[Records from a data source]
*** Begin section ***

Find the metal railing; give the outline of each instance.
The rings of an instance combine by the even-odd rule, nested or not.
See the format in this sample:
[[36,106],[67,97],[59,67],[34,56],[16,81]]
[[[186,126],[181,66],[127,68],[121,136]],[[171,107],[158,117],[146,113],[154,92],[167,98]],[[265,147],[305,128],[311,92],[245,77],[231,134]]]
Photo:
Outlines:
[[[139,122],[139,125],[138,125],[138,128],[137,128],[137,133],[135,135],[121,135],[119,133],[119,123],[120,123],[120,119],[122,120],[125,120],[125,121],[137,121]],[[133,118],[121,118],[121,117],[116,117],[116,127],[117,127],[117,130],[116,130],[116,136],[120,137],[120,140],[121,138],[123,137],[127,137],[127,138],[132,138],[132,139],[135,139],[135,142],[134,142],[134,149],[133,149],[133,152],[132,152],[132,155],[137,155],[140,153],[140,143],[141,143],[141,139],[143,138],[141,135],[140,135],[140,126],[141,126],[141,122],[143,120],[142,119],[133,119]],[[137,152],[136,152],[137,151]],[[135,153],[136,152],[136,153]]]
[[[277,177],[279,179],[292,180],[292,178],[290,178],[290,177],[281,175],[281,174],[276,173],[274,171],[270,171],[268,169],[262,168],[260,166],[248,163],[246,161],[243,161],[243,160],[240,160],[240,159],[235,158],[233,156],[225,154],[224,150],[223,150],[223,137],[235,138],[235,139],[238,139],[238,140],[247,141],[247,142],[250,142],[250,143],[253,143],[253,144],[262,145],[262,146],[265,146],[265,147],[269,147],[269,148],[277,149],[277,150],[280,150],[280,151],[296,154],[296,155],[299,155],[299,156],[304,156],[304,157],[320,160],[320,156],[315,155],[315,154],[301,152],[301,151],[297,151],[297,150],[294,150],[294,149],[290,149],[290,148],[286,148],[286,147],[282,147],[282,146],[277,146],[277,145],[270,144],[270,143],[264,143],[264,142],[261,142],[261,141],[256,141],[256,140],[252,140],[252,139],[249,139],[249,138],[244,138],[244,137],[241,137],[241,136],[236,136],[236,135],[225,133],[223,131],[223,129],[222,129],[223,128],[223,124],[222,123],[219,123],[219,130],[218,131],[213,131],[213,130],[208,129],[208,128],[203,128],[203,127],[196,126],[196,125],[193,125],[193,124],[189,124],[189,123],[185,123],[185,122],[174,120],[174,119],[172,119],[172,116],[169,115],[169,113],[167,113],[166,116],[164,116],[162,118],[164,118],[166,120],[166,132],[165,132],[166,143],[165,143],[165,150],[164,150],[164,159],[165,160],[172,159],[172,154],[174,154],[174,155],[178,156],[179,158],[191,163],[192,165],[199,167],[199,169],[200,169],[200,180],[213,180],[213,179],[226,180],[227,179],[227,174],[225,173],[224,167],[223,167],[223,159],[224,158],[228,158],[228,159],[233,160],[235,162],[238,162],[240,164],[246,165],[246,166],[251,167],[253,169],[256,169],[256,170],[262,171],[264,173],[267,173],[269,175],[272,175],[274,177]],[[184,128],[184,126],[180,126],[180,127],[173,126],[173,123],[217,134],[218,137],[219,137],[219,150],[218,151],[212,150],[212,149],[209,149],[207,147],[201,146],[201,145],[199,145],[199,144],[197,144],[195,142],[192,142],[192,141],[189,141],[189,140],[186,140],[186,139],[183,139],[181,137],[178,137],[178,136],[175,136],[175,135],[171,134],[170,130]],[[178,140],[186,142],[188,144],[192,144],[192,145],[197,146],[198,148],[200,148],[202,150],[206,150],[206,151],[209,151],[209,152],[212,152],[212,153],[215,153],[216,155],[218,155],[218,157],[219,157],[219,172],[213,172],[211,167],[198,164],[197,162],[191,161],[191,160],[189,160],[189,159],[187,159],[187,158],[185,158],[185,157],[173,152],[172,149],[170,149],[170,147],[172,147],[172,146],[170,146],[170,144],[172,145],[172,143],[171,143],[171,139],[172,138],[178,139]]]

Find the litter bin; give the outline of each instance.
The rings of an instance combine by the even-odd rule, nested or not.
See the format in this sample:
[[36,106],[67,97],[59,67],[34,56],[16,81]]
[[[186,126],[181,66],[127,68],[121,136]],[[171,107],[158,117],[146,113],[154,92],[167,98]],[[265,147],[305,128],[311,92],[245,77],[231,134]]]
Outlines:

*** End section ***

#### EXERCISE DESCRIPTION:
Write down every entry exactly.

#### COMPLETED EXERCISE:
Find the metal railing; give the outline of each instance.
The rings of an instance combine by the even-odd rule, nested or not.
See the format in this sample:
[[36,106],[67,97],[59,67],[34,56],[16,81]]
[[[186,126],[181,66],[127,68],[121,136]],[[171,107],[158,117],[146,113],[154,92],[167,98]],[[265,147],[305,128],[311,92],[245,77],[231,134]]]
Photo:
Outlines:
[[[139,122],[139,125],[138,125],[138,128],[137,128],[137,133],[135,135],[121,135],[119,133],[119,123],[120,123],[120,119],[122,120],[125,120],[125,121],[137,121]],[[133,118],[121,118],[121,117],[116,117],[116,127],[117,127],[117,130],[116,130],[116,136],[120,137],[120,140],[121,138],[123,137],[127,137],[127,138],[132,138],[132,139],[135,139],[135,142],[134,142],[134,149],[133,149],[133,152],[132,152],[132,155],[137,155],[140,153],[140,143],[141,143],[141,139],[143,138],[141,135],[140,135],[140,126],[141,126],[141,122],[143,120],[142,119],[133,119]],[[137,152],[136,152],[137,151]],[[135,153],[136,152],[136,153]]]
[[[277,177],[279,179],[292,180],[292,178],[290,178],[290,177],[281,175],[281,174],[276,173],[274,171],[270,171],[268,169],[262,168],[260,166],[248,163],[246,161],[243,161],[243,160],[240,160],[240,159],[235,158],[233,156],[225,154],[224,150],[223,150],[223,137],[235,138],[235,139],[238,139],[238,140],[247,141],[247,142],[250,142],[250,143],[253,143],[253,144],[262,145],[262,146],[265,146],[265,147],[269,147],[269,148],[277,149],[277,150],[280,150],[280,151],[296,154],[296,155],[299,155],[299,156],[304,156],[304,157],[320,160],[320,156],[315,155],[315,154],[301,152],[301,151],[297,151],[297,150],[294,150],[294,149],[290,149],[290,148],[286,148],[286,147],[282,147],[282,146],[277,146],[277,145],[270,144],[270,143],[264,143],[264,142],[261,142],[261,141],[256,141],[256,140],[252,140],[252,139],[249,139],[249,138],[244,138],[244,137],[241,137],[241,136],[236,136],[236,135],[225,133],[223,131],[223,129],[222,129],[223,128],[223,124],[222,123],[219,123],[219,130],[218,131],[213,131],[213,130],[208,129],[208,128],[203,128],[203,127],[196,126],[196,125],[193,125],[193,124],[189,124],[189,123],[185,123],[185,122],[174,120],[174,119],[172,119],[172,116],[169,115],[169,113],[167,113],[166,116],[164,116],[162,118],[164,118],[166,120],[166,132],[165,132],[166,143],[165,143],[165,150],[164,150],[164,159],[165,160],[172,159],[172,154],[174,154],[174,155],[178,156],[179,158],[191,163],[192,165],[199,167],[199,169],[200,169],[200,180],[213,180],[213,179],[226,180],[227,179],[227,174],[225,173],[224,167],[223,167],[223,159],[224,158],[228,158],[228,159],[233,160],[235,162],[238,162],[240,164],[246,165],[246,166],[251,167],[253,169],[256,169],[256,170],[262,171],[264,173],[267,173],[269,175],[272,175],[274,177]],[[184,128],[184,126],[180,126],[180,127],[173,126],[173,123],[217,134],[218,137],[219,137],[219,150],[218,151],[212,150],[212,149],[209,149],[207,147],[201,146],[201,145],[199,145],[199,144],[197,144],[195,142],[192,142],[192,141],[189,141],[189,140],[186,140],[186,139],[183,139],[181,137],[178,137],[178,136],[175,136],[175,135],[171,134],[170,130]],[[178,140],[186,142],[188,144],[192,144],[192,145],[197,146],[198,148],[200,148],[202,150],[206,150],[206,151],[209,151],[209,152],[212,152],[212,153],[215,153],[216,155],[218,155],[218,157],[219,157],[219,172],[213,172],[211,167],[198,164],[197,162],[191,161],[191,160],[189,160],[189,159],[187,159],[187,158],[185,158],[185,157],[173,152],[172,149],[170,149],[170,147],[172,147],[172,146],[170,146],[170,144],[172,145],[172,143],[171,143],[171,139],[172,138],[178,139]]]

Find the litter bin; give the outline of each instance.
The rings of an instance combine by the even-odd rule, nested or not.
See the format in this sample:
[[36,106],[67,97],[59,67],[34,56],[16,81]]
[[[186,126],[181,66],[127,68],[121,136]],[[171,107],[158,117],[146,113],[154,92],[167,98]],[[265,147],[305,128],[311,92],[245,77],[231,134]]]
Outlines:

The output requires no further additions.